DESCRIPTION OF THE TASK:
What is the exact wording of the counseling-center passage starting at "At our Cornerstone" and ending at "their future holds."? Return that stretch word for word.

READING PASSAGE:
· · · ·

At our Cornerstone counseling centers, we listen to the heart-wrenching tales of children who question their identity every day. There has been a marked increase in the number of youth who come to our centers questioning their faith. They question the way they have been treated in school. They question how they are perceived by a world that has chosen to unabashedly show them hate rather than love and acceptance. They question who they are and what their future holds.

On any given week, we see several middle-schoolers and high-schoolers brought into one of our centers by their distraught parents because the school has complained about misbehavior or the parents have noticed that the child is sullen and more withdrawn than ever before. Many times in our conversations with these youth, questions about identity and how they view themselves surface rather quickly. We can no longer ignore the child who is bullied in school to the point where the family decides to leave the country or the child who commits suicide because he cannot handle the stigmas society has attached to his name and faith. These are not just distant, nameless children in the news. These are not strangers far removed from our experiences in our ‘tolerant’ country. These could be our children who refuse to bring juice boxes to school because other kids will push on the straw and pretend to wait for the box to detonate as they shout mangled versions of Allahu Akbar! These could be our children who feel ostracized and left out because their peers relegate them to the sidelines based on their names, their families, and their faith. These could be our children silently struggling to cope and to find someone who can understand and guide them.

· · · ·

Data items

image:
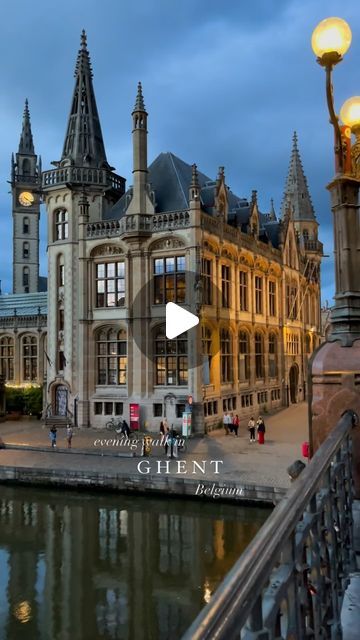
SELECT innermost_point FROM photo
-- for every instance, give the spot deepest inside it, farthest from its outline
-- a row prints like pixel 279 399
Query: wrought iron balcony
pixel 140 223
pixel 313 245
pixel 290 581
pixel 82 176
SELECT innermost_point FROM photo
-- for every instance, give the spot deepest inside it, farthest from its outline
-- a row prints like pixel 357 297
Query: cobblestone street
pixel 243 462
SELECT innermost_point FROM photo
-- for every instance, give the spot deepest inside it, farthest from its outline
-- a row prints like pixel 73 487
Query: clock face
pixel 26 198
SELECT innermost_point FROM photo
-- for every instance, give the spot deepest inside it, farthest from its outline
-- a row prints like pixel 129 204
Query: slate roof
pixel 170 177
pixel 25 304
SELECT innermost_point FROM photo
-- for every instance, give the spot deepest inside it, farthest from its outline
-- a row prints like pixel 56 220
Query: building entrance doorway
pixel 61 400
pixel 293 382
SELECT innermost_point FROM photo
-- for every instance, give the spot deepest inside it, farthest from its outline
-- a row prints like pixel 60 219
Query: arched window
pixel 259 356
pixel 26 273
pixel 207 354
pixel 26 167
pixel 26 225
pixel 226 356
pixel 29 358
pixel 244 356
pixel 171 361
pixel 61 224
pixel 272 355
pixel 7 357
pixel 111 350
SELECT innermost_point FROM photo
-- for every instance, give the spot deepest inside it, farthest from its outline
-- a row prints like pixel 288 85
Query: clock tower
pixel 25 186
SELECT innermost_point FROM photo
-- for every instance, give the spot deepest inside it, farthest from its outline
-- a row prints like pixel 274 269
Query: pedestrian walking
pixel 69 435
pixel 227 422
pixel 166 440
pixel 236 424
pixel 52 436
pixel 261 430
pixel 125 429
pixel 251 429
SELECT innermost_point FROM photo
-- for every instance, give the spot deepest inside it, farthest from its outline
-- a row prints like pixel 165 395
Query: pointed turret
pixel 26 144
pixel 272 214
pixel 296 191
pixel 194 190
pixel 84 145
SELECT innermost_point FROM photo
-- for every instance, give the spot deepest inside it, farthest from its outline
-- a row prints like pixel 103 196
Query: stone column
pixel 334 369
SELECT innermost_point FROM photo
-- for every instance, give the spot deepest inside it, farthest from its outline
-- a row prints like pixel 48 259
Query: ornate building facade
pixel 116 256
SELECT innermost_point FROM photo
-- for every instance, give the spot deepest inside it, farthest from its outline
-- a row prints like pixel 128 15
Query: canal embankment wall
pixel 164 485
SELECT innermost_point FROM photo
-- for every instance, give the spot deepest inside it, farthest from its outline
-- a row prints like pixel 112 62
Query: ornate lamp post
pixel 335 366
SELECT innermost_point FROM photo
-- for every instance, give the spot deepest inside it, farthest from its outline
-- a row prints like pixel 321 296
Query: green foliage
pixel 27 400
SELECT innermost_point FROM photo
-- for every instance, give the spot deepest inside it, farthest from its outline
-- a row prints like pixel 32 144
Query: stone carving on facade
pixel 106 250
pixel 167 243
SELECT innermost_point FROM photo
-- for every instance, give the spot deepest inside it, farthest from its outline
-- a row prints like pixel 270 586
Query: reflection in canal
pixel 75 566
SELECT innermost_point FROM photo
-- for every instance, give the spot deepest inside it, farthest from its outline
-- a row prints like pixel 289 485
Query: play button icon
pixel 178 320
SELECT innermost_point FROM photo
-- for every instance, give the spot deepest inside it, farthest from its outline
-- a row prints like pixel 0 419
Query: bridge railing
pixel 290 581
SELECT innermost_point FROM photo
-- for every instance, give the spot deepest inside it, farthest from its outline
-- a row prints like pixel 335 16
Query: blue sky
pixel 224 84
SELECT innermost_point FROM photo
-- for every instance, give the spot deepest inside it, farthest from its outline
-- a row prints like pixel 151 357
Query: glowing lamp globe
pixel 332 35
pixel 350 112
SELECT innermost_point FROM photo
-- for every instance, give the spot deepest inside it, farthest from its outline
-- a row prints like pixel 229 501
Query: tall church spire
pixel 84 145
pixel 26 144
pixel 296 193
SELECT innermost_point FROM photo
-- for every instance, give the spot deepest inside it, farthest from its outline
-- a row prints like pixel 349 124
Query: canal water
pixel 80 566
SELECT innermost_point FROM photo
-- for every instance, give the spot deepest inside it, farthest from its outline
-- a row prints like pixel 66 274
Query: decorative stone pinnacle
pixel 139 102
pixel 194 177
pixel 83 40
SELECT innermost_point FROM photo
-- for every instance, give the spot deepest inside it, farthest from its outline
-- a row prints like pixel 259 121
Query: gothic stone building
pixel 117 255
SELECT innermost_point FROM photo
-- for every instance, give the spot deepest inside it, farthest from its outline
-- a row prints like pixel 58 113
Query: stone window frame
pixel 7 357
pixel 29 358
pixel 61 222
pixel 111 357
pixel 169 276
pixel 170 359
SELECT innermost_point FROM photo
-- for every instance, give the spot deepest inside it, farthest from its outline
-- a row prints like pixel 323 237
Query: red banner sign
pixel 134 416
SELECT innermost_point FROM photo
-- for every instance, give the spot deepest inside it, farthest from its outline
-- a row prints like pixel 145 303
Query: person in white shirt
pixel 251 428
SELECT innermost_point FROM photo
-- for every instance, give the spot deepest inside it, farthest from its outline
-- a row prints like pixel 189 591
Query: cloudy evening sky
pixel 225 83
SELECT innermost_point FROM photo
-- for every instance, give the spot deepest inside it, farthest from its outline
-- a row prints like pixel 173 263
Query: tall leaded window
pixel 226 356
pixel 272 355
pixel 25 276
pixel 61 224
pixel 225 285
pixel 259 356
pixel 291 301
pixel 272 298
pixel 207 353
pixel 258 294
pixel 171 361
pixel 7 357
pixel 111 353
pixel 169 280
pixel 110 284
pixel 206 272
pixel 29 357
pixel 243 283
pixel 244 356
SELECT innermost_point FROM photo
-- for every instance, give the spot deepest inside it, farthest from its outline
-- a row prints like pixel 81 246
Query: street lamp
pixel 334 367
pixel 330 41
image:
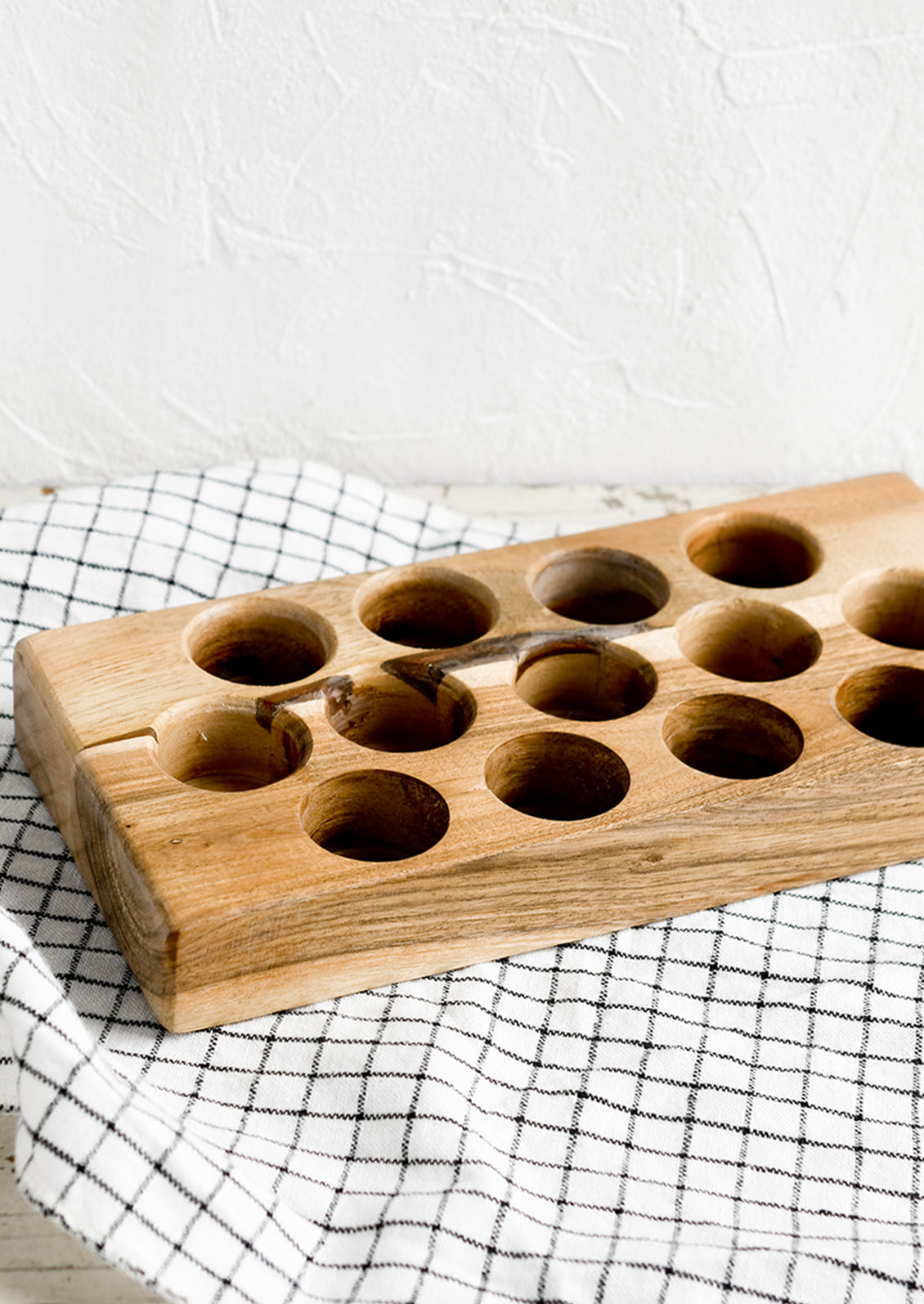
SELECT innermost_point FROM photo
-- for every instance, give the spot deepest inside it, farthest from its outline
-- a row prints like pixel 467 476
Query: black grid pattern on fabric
pixel 720 1107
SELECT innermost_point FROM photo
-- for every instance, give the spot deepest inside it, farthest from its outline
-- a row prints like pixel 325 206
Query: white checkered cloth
pixel 720 1107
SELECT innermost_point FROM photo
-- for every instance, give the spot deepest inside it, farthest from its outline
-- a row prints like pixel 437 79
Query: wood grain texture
pixel 323 788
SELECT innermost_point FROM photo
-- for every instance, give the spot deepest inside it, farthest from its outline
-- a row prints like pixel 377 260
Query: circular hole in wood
pixel 227 749
pixel 886 605
pixel 885 701
pixel 748 640
pixel 375 815
pixel 556 776
pixel 753 550
pixel 427 608
pixel 394 715
pixel 260 640
pixel 733 737
pixel 586 681
pixel 600 585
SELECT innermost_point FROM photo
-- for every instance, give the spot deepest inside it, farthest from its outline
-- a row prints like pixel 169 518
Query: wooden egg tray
pixel 323 788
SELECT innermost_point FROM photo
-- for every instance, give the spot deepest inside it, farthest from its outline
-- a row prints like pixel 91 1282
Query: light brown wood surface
pixel 312 791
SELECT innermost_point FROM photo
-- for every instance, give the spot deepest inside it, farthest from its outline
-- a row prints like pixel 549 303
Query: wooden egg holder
pixel 323 788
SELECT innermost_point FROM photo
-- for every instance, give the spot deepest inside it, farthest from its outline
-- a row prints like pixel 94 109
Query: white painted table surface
pixel 41 1264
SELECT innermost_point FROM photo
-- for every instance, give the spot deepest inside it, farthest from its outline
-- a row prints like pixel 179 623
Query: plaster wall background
pixel 479 241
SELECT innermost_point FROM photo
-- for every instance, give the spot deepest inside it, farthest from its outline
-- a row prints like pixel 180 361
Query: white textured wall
pixel 484 240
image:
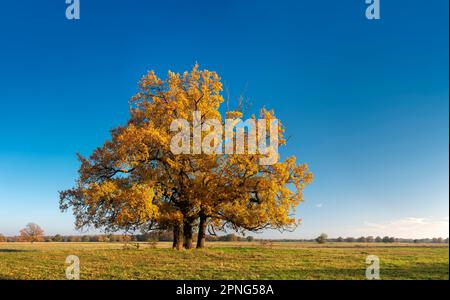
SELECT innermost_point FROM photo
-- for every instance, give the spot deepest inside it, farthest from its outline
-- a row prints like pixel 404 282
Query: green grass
pixel 239 260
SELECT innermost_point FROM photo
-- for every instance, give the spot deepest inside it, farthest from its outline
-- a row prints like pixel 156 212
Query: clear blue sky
pixel 365 102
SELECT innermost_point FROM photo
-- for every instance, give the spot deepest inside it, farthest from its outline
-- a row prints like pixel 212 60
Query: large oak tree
pixel 135 181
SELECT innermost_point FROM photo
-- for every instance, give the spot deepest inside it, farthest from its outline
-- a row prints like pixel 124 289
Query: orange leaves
pixel 134 179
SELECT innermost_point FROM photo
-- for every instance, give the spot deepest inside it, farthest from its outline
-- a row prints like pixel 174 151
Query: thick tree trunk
pixel 187 232
pixel 177 237
pixel 201 239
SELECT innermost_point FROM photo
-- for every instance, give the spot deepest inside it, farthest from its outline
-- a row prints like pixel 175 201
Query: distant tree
pixel 58 238
pixel 321 239
pixel 31 233
pixel 74 238
pixel 369 239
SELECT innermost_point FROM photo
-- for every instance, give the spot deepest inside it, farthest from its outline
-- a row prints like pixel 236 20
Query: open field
pixel 224 260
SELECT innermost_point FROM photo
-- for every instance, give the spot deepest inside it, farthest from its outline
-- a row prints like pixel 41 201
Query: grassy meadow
pixel 224 260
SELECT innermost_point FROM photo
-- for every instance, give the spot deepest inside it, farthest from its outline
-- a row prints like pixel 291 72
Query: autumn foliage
pixel 134 181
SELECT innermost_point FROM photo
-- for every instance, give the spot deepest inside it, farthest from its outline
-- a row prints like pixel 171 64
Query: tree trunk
pixel 177 237
pixel 187 232
pixel 201 239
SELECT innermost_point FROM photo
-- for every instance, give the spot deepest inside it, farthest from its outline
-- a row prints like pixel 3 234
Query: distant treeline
pixel 167 236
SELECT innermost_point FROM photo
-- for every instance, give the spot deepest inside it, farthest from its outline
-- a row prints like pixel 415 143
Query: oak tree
pixel 136 181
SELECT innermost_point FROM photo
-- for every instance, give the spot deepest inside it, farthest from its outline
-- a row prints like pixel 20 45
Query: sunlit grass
pixel 223 260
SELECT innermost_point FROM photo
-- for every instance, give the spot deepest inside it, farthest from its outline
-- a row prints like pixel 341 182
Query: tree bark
pixel 201 239
pixel 177 237
pixel 187 232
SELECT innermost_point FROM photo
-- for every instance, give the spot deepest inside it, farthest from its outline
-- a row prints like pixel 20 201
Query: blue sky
pixel 365 102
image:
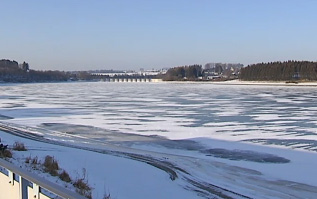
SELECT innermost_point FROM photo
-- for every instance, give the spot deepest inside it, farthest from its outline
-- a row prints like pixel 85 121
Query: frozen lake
pixel 283 116
pixel 252 140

· · · ·

EXERCISE RESPONSE:
At our Cornerstone counseling centers, we listen to the heart-wrenching tales of children who question their identity every day. There has been a marked increase in the number of youth who come to our centers questioning their faith. They question the way they have been treated in school. They question how they are perceived by a world that has chosen to unabashedly show them hate rather than love and acceptance. They question who they are and what their future holds.